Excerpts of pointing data

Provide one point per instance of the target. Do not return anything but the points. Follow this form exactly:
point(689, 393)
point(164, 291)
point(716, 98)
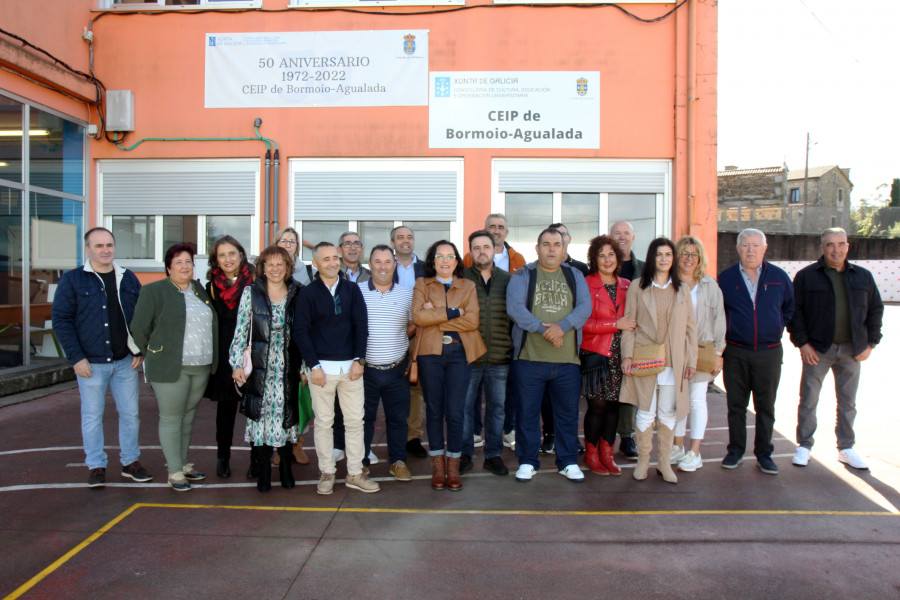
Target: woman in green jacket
point(176, 329)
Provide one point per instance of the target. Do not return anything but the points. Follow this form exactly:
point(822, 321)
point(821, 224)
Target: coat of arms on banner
point(581, 86)
point(409, 43)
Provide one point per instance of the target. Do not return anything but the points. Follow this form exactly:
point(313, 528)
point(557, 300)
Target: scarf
point(229, 292)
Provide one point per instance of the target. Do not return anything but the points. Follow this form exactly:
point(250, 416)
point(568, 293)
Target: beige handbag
point(706, 357)
point(648, 360)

--- CHALLENGE ---
Recast each line of the items above as a Markdown table with the columns Row and Line. Number the rows, skip blank lines, and leave the pictures out.

--- RESPONSE FOR THIS EXERCISE ---
| Row | Line |
|---|---|
| 1 | Provide one point per instance of the target. Do not return anything but the points. Follow this form exactly: |
| 2 | point(689, 393) |
| 3 | point(164, 291) |
| 4 | point(716, 98) |
| 5 | Target: woman in green jacket |
| 6 | point(176, 329) |
| 7 | Provide one point per instance of the target. Do not return anything but the points. Follow this form exactly: |
| 8 | point(822, 321) |
| 9 | point(821, 224) |
| 10 | Target: coat of arms on banner |
| 11 | point(581, 86) |
| 12 | point(409, 43) |
| 13 | Provide one point per instance of the target. Do not return anything but the points. Follow this form exactly: |
| 14 | point(313, 528) |
| 15 | point(557, 300) |
| 16 | Target: scarf |
| 17 | point(229, 292) |
| 18 | Provide one point per instance of the target. Do not return anything but the points. Follow this form exactly: |
| 19 | point(250, 416) |
| 20 | point(568, 293) |
| 21 | Target: beige handbag |
| 22 | point(706, 357) |
| 23 | point(648, 360) |